WHAT TO WORK ON:
• a. In the Gandhi essay, what do the courts, including the Supreme Court, lack?
• b. Resume the essay on what Gandhi would do, picking up right after its last sentence.

··· TEXT EXCERPT

What Would Gandhi Do?
This question has been running through my head a lot lately, not because I’m feeling mystical, but because Gandhi was a superb tactician, and particularly good when the other side had more guns. He had an excellent instinct for finding and using pressure points, without ever hurting anyone, and – what’s essentially the same thing – without ever relinquishing the moral high ground. That seems to me like the sort of person we need in these peculiar times.
For instance, how would Gandhi deal with extra-legal deportations? How would he deal with an administration that ignores due process, and court orders, and just hustles people it doesn’t like onto planes and ships them off to a hellhole administered by a compliant foreign dictator?
A key problem is that the courts, including the Supreme Court, lack an enforcement mechanism. When the judicial branch makes a ruling, the executive branch is supposed to enforce it, but what happens if the executive branch goes rogue? My suggestion is that the people – ordinary American citizens – act as the enforcement mechanism: a peaceful, polite, friendly enforcement mechanism, but one that is numerous, persistent, and takes a lot of video.

······
··· GIVEN MATERIAL

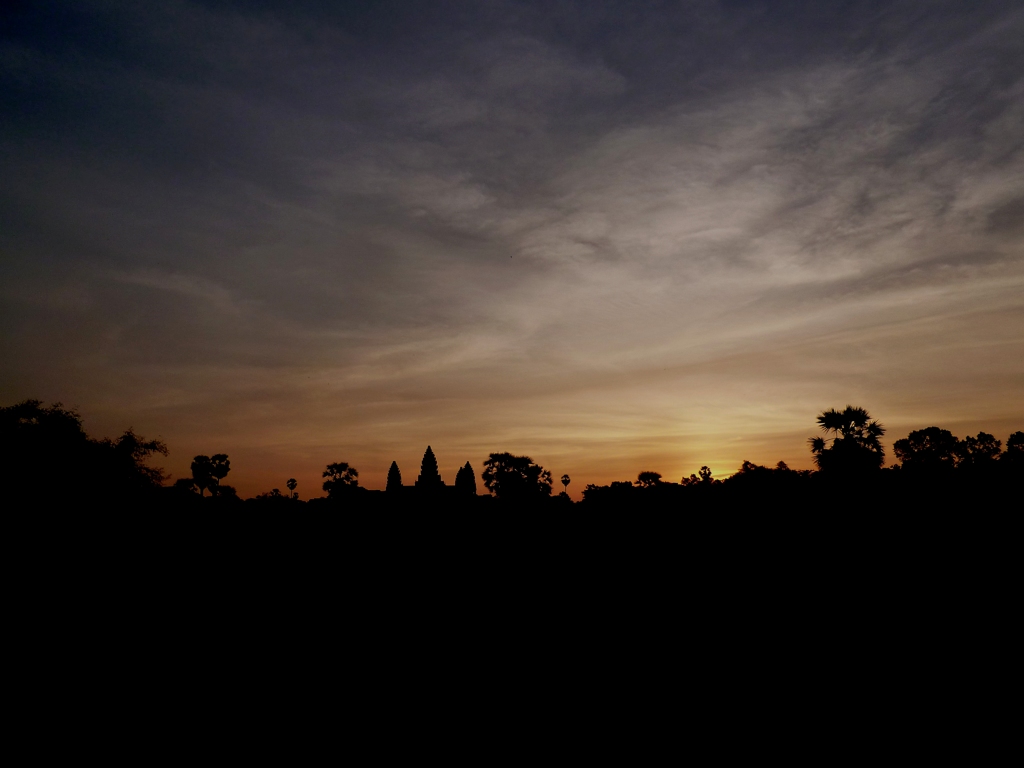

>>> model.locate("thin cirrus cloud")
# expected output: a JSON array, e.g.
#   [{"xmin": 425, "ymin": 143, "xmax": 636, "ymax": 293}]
[{"xmin": 0, "ymin": 3, "xmax": 1024, "ymax": 494}]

······

ANSWERS TO THIS EXERCISE:
• a. An enforcement mechanism.

• b.
For instance, suppose a court orders that, for now, no Venezuelans be deported under the Alien Enemies Act from the Bluebonnet Detention Center in Anson, Texas. (In case you didn’t know, the Supreme Court of the United States recently issued exactly that order.) The White House has indicated it will comply, but, um, how can we be sure? These past few months, the administration’s pattern has been to do what it wants, and then, when directed to reverse an improper action, say “Oops – too late.” How can we be sure this won’t happen again?
Gandhi would probably encourage a whole lot of citizens – the more the better – to go down to Anson and make sure no buses roll out of those gates. These citizens would be provided with copies of the Supreme Court’s order, so they can make sure the officers at the facility know exactly what the current state of the law is. The citizens should not yell at the officers. They should not make them feel afraid, or even disliked. I would suggest somebody bake them banana bread. There may well be a number of officers at that detention center who are already feeling uncomfortable about what they are being ordered to do, and we should sympathize with such people – they probably need their jobs, after all – and treat them as friends, or at least as potential friends. If the officers behave in an unfriendly way towards the citizens, we should be very, very patient. After all, they’re under a lot of stress.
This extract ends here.